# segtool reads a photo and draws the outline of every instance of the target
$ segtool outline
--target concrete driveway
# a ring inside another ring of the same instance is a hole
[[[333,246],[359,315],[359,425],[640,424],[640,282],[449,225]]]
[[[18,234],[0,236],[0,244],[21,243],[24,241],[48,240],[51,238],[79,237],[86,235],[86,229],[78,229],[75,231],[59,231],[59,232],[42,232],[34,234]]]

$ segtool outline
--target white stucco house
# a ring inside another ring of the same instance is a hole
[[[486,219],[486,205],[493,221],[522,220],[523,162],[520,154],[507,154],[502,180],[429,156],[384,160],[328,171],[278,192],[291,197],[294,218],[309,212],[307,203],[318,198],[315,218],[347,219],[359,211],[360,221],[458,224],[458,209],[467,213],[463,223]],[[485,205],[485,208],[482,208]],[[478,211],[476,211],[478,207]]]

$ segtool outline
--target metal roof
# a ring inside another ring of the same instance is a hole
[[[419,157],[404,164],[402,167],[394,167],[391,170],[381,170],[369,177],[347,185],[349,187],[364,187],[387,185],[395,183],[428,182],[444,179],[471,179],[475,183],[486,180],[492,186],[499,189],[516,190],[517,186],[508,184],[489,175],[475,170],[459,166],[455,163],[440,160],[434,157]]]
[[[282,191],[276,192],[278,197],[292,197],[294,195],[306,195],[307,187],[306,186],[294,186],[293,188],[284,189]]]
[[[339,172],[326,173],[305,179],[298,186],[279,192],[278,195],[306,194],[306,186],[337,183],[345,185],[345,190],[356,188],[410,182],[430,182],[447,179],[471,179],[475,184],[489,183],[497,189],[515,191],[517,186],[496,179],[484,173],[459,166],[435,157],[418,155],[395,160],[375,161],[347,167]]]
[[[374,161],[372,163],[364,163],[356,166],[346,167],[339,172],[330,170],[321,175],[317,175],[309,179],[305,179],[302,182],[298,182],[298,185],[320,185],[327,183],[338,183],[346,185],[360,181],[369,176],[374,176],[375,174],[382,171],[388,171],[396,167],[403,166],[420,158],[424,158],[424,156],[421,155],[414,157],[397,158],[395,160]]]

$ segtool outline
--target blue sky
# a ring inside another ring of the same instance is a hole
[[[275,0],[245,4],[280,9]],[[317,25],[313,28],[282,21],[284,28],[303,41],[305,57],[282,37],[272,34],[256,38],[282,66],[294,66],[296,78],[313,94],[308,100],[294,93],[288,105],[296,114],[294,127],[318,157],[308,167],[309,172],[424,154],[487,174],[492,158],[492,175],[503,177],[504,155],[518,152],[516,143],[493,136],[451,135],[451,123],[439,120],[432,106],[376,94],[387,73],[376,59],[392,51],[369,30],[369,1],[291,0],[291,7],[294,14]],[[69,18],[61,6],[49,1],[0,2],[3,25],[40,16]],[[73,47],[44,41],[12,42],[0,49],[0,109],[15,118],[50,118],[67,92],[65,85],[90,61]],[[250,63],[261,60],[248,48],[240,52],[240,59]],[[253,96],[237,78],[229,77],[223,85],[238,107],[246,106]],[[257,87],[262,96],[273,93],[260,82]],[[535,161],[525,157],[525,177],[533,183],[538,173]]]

## [Your assignment]
So that nothing is lost, return the listing exactly and completely.

## [Answer space]
# segtool reads a photo and draws the outline of every instance of the target
$ segtool outline
--target concrete driveway
# a ring inside another ring of the same instance is a hole
[[[333,246],[359,315],[359,425],[640,424],[640,282],[449,225]]]
[[[18,234],[0,236],[0,244],[21,243],[24,241],[48,240],[51,238],[79,237],[86,235],[86,229],[78,229],[75,231],[59,231],[59,232],[42,232],[34,234]]]

$ segtool outline
--target white stucco house
# a ring inside another ring of the same instance is a hole
[[[486,219],[486,205],[493,221],[522,220],[523,162],[520,154],[507,154],[502,180],[429,156],[384,160],[328,171],[278,192],[291,197],[294,218],[309,212],[307,203],[318,198],[315,218],[347,219],[359,211],[360,221],[458,224],[458,209],[467,213],[463,223]],[[485,205],[485,208],[482,208]],[[478,211],[476,211],[478,207]]]

$ segtool outline
--target metal roof
# a ring inside another ring of the same instance is a hole
[[[419,157],[404,164],[402,167],[394,167],[391,170],[381,170],[369,177],[347,185],[349,187],[364,187],[387,185],[395,183],[428,182],[444,179],[471,179],[475,183],[486,180],[492,186],[499,189],[516,190],[517,186],[508,184],[489,175],[475,170],[459,166],[455,163],[440,160],[434,157]]]
[[[282,191],[276,192],[278,197],[292,197],[294,195],[306,195],[307,187],[306,186],[294,186],[293,188],[284,189]]]
[[[339,172],[326,173],[305,179],[298,186],[279,192],[278,195],[306,194],[306,186],[337,183],[345,185],[345,190],[356,188],[410,182],[430,182],[447,179],[471,179],[475,184],[489,183],[497,189],[515,191],[517,186],[496,179],[484,173],[459,166],[435,157],[418,155],[395,160],[375,161],[347,167]]]
[[[374,161],[372,163],[364,163],[356,166],[346,167],[339,172],[330,170],[321,175],[317,175],[309,179],[305,179],[302,182],[298,182],[298,185],[320,185],[327,183],[338,183],[346,185],[360,181],[369,176],[374,176],[375,174],[382,171],[388,171],[396,167],[403,166],[420,158],[424,158],[424,156],[421,155],[414,157],[397,158],[395,160]]]

$ segtool outline
--target blue sky
# a ring inside another ring of the same instance is a hole
[[[275,0],[245,4],[280,9]],[[317,25],[313,28],[282,21],[284,28],[303,41],[305,57],[282,37],[272,34],[256,38],[282,66],[294,66],[296,78],[313,94],[308,100],[294,93],[288,105],[296,114],[294,127],[318,157],[308,167],[309,172],[424,154],[487,174],[492,158],[492,175],[503,177],[504,155],[518,152],[516,143],[493,136],[451,135],[451,123],[439,120],[432,106],[376,94],[387,73],[376,59],[392,51],[369,30],[369,1],[291,0],[291,7],[294,14]],[[69,18],[61,6],[49,1],[0,2],[3,25],[40,16]],[[73,47],[44,41],[12,42],[0,49],[0,109],[15,118],[50,118],[67,92],[65,85],[90,61]],[[250,63],[261,60],[248,48],[240,52],[240,59]],[[253,96],[237,78],[229,77],[223,85],[238,107],[246,106]],[[257,87],[262,96],[273,93],[260,82]],[[535,161],[525,157],[525,177],[533,183],[538,173]]]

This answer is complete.